* _SOURCE_
---

The Shiva Naipaul Memorial Prize, which The Spectator has just relaunched, is awarded for travel writing that gives ‘the most acute and profound observation of a culture alien to the writer’. Here, its 1997 winner John Gimlette, whose most recent book has been shortlisted for the Dolman Prize, tells us what winning the award meant to him.
The most important taxi I’ve taken
I’m utterly delighted that the Shiva Naipaul Prize is back up and running. It’s completely changed my life, and I hope it will do the same for others. Until 1997 (the year I won it), I’d always known I wanted to write but I’d never had the courage to do much about it.
Then I saw an advertisement for the prize, on the Tube. I was travelling back from chambers (I’m also a barrister), and noticed that the closing date was the following day. As I wasn’t in court, I decided to take the day off and write about a recent journey through Paraguay. The next evening, I rushed my article across the city by taxi, and caught the deadline just in time. It was probably the most important taxi I’ve ever taken. When the prize was announced, I suddenly found I had the confidence to approach travel editors, and things took off from there.
Whilst I may have been a bit slow taking up the writing, the travelling had always been there. My parents are keen travellers, and always encouraged us to travel. They first let me loose on my own when I was twelve, putting me on the plane to Ireland where I used to spend the summers on a farm. Then, at the age of 17, they bought me a ticket for the Trans-Siberian railway. It was such an extraordinary journey that, after that, I felt anything was possible. During those eight days, I’d been spied on, admonished (for talking to the locals), half-pickled by the Soviet soldiers, and had neither washed nor eaten hot food. Oddly, I found it all utterly enjoyable.
I’m never quite sure which I like more, the travelling or the writing. Being on the road isn’t always a breeze. I feel culture shock very acutely – however well I’ve researched a place and however much I think I know what to expect. Very often it means that I don’t really enjoy the first week of my travels, and I just hope the feeling will pass. I also get lonely very easily. I can’t stand being by myself for more than a day or so, and begin to crave company – almost any company.

---

* _SUPPLIED DATA_
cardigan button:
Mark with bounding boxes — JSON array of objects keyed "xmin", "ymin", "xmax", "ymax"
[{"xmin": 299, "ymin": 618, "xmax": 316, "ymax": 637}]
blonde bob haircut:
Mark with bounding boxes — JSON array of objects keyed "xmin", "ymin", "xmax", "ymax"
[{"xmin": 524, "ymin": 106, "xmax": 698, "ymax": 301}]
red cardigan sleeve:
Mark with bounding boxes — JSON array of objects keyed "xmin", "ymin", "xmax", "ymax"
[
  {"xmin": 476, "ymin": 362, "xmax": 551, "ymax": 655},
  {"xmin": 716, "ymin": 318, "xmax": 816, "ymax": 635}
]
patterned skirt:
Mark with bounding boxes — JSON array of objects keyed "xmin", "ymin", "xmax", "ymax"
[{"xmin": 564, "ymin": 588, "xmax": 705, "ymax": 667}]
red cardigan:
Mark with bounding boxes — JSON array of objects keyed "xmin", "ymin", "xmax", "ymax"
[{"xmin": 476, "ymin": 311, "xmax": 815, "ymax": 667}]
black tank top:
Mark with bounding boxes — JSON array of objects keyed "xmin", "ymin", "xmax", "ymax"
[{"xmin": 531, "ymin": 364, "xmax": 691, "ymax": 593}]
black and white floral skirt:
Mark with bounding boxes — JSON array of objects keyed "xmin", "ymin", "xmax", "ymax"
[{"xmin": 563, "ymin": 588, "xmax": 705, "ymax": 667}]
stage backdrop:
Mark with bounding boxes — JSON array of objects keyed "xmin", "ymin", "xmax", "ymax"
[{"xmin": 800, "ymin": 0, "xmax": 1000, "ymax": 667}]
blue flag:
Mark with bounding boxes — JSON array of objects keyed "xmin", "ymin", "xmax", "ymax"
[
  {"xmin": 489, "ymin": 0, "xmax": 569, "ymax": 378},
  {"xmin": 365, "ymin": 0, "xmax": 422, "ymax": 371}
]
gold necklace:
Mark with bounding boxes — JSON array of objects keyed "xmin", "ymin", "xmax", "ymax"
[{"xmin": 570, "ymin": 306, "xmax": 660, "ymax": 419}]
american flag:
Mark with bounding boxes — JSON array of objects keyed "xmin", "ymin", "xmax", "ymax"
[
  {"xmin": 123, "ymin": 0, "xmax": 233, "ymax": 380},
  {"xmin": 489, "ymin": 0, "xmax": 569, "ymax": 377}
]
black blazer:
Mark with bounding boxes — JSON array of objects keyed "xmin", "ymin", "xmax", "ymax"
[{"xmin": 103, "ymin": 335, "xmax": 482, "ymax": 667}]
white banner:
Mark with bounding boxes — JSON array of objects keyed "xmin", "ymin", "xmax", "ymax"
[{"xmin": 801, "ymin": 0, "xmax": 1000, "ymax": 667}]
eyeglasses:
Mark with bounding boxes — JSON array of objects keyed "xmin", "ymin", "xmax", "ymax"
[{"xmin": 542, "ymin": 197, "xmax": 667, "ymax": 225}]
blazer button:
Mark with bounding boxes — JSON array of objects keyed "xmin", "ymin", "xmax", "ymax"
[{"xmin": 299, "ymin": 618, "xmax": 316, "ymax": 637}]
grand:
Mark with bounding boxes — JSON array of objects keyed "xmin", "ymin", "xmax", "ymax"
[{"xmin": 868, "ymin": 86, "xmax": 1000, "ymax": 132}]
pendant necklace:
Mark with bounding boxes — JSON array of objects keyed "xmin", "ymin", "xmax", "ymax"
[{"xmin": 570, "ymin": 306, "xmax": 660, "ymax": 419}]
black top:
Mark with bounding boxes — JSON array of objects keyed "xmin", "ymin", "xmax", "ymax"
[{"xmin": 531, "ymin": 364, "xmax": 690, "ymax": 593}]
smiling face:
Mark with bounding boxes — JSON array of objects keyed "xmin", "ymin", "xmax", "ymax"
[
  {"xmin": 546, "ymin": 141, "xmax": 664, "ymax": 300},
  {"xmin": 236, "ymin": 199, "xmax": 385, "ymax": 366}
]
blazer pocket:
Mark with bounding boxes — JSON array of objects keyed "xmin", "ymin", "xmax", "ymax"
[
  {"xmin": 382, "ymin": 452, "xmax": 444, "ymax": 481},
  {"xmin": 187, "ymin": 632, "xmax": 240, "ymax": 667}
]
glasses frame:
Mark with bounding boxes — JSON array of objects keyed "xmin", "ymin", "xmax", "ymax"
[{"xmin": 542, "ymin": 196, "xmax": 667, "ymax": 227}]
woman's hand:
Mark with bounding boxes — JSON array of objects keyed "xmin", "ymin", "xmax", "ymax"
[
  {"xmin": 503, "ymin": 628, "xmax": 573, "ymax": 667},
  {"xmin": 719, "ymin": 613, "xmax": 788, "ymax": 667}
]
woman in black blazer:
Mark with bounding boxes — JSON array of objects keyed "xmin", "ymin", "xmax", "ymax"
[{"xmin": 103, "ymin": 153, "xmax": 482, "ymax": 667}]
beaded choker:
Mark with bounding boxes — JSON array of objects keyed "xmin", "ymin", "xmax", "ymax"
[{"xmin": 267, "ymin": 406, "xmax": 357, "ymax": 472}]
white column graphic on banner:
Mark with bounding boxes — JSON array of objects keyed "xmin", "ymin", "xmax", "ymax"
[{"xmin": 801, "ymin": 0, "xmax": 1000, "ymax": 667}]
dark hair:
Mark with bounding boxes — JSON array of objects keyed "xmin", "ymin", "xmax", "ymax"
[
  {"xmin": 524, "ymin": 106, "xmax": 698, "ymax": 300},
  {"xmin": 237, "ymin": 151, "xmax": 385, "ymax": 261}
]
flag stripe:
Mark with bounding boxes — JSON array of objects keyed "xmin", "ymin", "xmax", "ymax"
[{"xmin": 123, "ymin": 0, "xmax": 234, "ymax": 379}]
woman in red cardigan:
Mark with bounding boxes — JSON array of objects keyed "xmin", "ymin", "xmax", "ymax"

---

* _JOB A_
Please extract the passage of the Shiva Naipaul Prize text starting with "The most important taxi I’ve taken" and going on through "off from there.", word for word.
* _JOB B_
Show every line in the entries that contains the string "blazer", copied unchanged.

* _EXERCISE SOLUTION A_
The most important taxi I’ve taken
I’m utterly delighted that the Shiva Naipaul Prize is back up and running. It’s completely changed my life, and I hope it will do the same for others. Until 1997 (the year I won it), I’d always known I wanted to write but I’d never had the courage to do much about it.
Then I saw an advertisement for the prize, on the Tube. I was travelling back from chambers (I’m also a barrister), and noticed that the closing date was the following day. As I wasn’t in court, I decided to take the day off and write about a recent journey through Paraguay. The next evening, I rushed my article across the city by taxi, and caught the deadline just in time. It was probably the most important taxi I’ve ever taken. When the prize was announced, I suddenly found I had the confidence to approach travel editors, and things took off from there.

* _EXERCISE SOLUTION B_
black blazer:
blazer button:
blazer pocket:
woman in black blazer:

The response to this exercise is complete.